begin THE INPUT

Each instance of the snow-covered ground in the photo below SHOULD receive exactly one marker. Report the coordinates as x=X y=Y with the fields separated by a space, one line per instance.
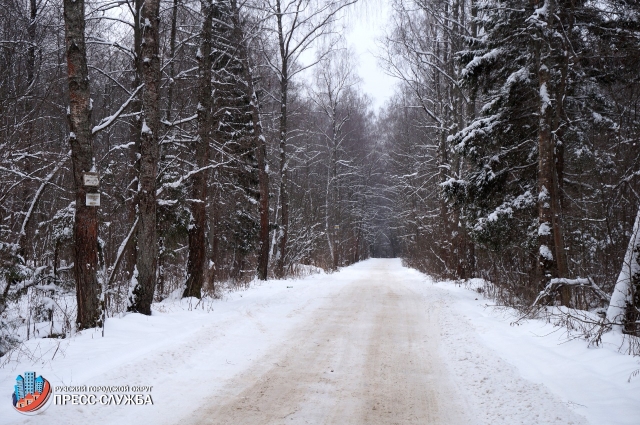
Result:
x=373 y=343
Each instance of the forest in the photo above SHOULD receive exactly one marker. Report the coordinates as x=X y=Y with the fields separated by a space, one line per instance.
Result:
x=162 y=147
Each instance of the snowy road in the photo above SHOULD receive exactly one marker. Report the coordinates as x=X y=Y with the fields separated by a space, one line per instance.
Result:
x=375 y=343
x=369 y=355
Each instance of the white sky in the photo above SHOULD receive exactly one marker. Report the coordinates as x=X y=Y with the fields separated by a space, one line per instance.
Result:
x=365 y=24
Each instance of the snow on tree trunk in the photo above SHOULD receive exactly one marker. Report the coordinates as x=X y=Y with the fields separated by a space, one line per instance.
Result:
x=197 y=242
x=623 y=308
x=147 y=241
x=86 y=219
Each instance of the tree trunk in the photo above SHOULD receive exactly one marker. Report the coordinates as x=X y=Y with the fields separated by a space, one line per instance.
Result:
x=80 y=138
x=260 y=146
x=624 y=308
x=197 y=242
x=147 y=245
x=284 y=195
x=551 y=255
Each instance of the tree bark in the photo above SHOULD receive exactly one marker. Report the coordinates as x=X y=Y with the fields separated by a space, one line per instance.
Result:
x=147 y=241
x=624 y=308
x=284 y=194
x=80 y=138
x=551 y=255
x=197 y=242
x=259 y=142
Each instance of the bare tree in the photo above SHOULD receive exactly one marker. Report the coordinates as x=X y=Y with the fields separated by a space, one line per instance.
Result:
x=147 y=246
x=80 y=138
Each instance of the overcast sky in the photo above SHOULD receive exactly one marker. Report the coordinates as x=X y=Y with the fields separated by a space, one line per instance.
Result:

end THE INPUT

- [REQUIRED TASK] Make an exact copy of the whole listing, but don't bring over any pictures.

- [SOLUTION]
Each instance of the snow-covered ground in the photo below SHOULD receive exactly one marker. Report the coordinates as x=X y=Y with the fields separated by a space, one line per instance.
Result:
x=373 y=343
Each instance of the forest in the photo above SHOULD receive exactly one marker. Report the coordinates as x=X y=Y with the fields separated by a space, one line per instance.
Result:
x=162 y=147
Each instance of the snowy road in the photo above SHOULD receive exactly one marker. Report the coordinates as x=X y=Y with the fields separated by a space, one line per instance.
Result:
x=375 y=343
x=369 y=355
Each instance of the white sky in the photo above SHOULD receive exactly one marker. Report the coordinates as x=X y=Y with the fields separated by a space, one line per instance.
Result:
x=365 y=24
Each instance of the snow on tree trunk in the photo above SHOULD receive exactly one marker. Report the coordinates as x=X y=Y with the fields separated by a space, one line per instance.
Result:
x=197 y=242
x=623 y=308
x=147 y=241
x=86 y=219
Each instance of the tree trunk in the photo above SHOULD receive exactly one marker. Report the coordinates as x=X y=Y with the fields separated by a space, one line per instance.
Result:
x=80 y=138
x=260 y=146
x=624 y=308
x=197 y=242
x=147 y=245
x=284 y=195
x=551 y=255
Each instance of the tree bark in the photo above SHOULD receive exactly one marker. Report the coordinates as x=X y=Y with the fields separated by a space, one line per instance.
Result:
x=147 y=241
x=624 y=308
x=284 y=194
x=80 y=138
x=551 y=255
x=197 y=242
x=259 y=142
Each instance of the bare tree in the photo above SHOULD receive exactly one marker. Report the coordinates as x=X y=Y with the fields separated by a space, one line per instance.
Result:
x=147 y=246
x=80 y=138
Each instance of the overcast sky in the photo above SHOULD receive exactly one marker. Report the coordinates as x=X y=Y with the fields separated by a space, one line per instance.
Result:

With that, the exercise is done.